MATERIAL SUPPLIED:
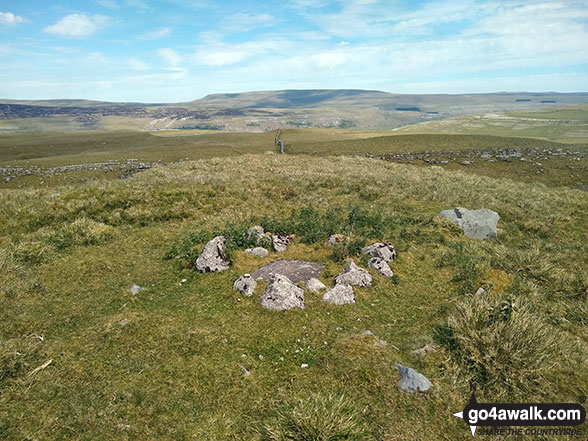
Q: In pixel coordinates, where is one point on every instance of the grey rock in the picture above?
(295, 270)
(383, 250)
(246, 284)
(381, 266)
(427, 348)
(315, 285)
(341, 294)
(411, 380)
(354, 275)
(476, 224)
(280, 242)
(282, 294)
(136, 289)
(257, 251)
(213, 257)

PROBLEM STATEMENT: Put the lines above into a Markdown table with the columns Number and Line, one row per line, skipping blank lines. Leave the pictures out.

PROBLEM SOLUTION:
| Number | Line |
|---|---|
| 1 | Q: In pixel coordinates, where is one point on every instance of the grey rock in the picture above? |
| 2 | (295, 270) |
| 3 | (383, 250) |
| 4 | (246, 284) |
| 5 | (381, 266) |
| 6 | (427, 348) |
| 7 | (315, 285) |
| 8 | (341, 294) |
| 9 | (411, 380) |
| 10 | (354, 275) |
| 11 | (476, 224) |
| 12 | (280, 242) |
| 13 | (282, 294) |
| 14 | (136, 289) |
| 15 | (257, 251) |
| 16 | (213, 257) |